Image point grounding data:
================
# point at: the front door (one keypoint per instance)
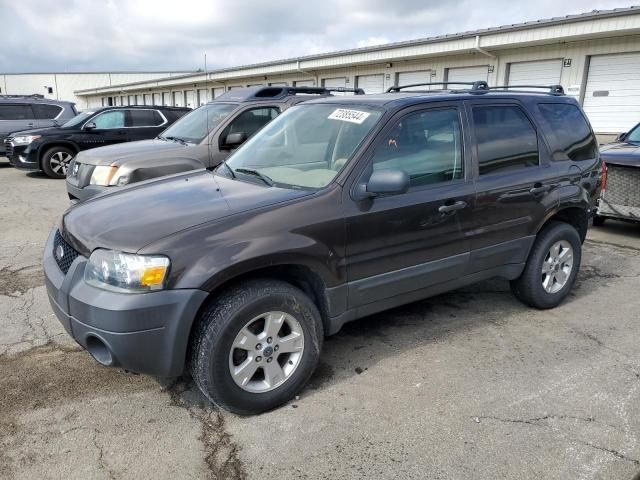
(404, 243)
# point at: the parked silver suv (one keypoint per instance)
(18, 112)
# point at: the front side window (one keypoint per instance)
(43, 111)
(250, 122)
(506, 139)
(196, 125)
(570, 135)
(289, 155)
(426, 145)
(15, 111)
(112, 119)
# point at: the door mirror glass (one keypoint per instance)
(234, 140)
(388, 181)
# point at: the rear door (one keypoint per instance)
(144, 124)
(516, 184)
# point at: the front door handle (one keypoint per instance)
(459, 205)
(539, 188)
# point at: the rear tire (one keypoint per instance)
(256, 346)
(56, 160)
(552, 267)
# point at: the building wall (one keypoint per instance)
(64, 85)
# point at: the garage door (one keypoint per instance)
(544, 72)
(468, 74)
(408, 78)
(371, 83)
(612, 95)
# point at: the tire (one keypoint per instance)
(55, 161)
(529, 287)
(225, 320)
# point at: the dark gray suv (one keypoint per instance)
(19, 113)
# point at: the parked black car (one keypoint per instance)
(339, 208)
(51, 149)
(201, 139)
(620, 198)
(22, 112)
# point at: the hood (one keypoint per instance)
(121, 152)
(621, 154)
(134, 216)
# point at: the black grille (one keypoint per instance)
(8, 147)
(623, 186)
(64, 253)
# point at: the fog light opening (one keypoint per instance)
(99, 351)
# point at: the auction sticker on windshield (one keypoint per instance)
(346, 115)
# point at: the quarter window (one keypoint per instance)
(46, 112)
(570, 135)
(505, 138)
(15, 111)
(427, 145)
(112, 119)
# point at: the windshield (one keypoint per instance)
(305, 147)
(196, 125)
(78, 119)
(634, 135)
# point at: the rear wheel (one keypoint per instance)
(256, 346)
(56, 160)
(552, 267)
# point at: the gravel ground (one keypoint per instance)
(467, 385)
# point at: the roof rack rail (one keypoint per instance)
(551, 89)
(33, 95)
(477, 86)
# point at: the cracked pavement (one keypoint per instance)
(467, 385)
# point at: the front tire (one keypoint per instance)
(56, 160)
(552, 267)
(256, 346)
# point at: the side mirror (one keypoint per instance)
(234, 140)
(383, 182)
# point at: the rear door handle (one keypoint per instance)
(537, 189)
(459, 205)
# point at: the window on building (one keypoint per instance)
(505, 138)
(427, 145)
(569, 133)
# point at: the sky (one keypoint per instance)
(116, 35)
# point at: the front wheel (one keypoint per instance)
(56, 160)
(256, 346)
(552, 267)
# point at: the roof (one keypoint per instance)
(593, 15)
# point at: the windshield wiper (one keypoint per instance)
(177, 139)
(256, 173)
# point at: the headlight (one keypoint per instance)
(103, 175)
(25, 139)
(126, 272)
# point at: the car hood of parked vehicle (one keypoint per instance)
(621, 154)
(142, 213)
(121, 152)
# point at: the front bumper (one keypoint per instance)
(145, 333)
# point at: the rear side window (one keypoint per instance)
(570, 136)
(15, 111)
(505, 138)
(145, 118)
(46, 112)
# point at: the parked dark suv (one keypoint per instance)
================
• Goal of the exercise:
Copy exactly, please, the span of lines that begins at the line with "# point at: the roof (one" and ends at the last line of the data, both included.

• Written response:
# point at: the roof (one keypoint per instance)
(593, 15)
# point at: the windshield wiper (one keypoint per instance)
(177, 139)
(256, 173)
# point at: the headlight (one keypoint per instance)
(103, 175)
(25, 139)
(126, 272)
# point at: the car hood of parked vehicle (one keypoint per instance)
(621, 154)
(142, 213)
(121, 152)
# point at: the front bumper (one keypoint per instance)
(145, 333)
# point at: the rear side window (one keypoint per instance)
(570, 136)
(15, 111)
(505, 138)
(145, 118)
(46, 112)
# point at: the parked dark suv (one keypoint per instance)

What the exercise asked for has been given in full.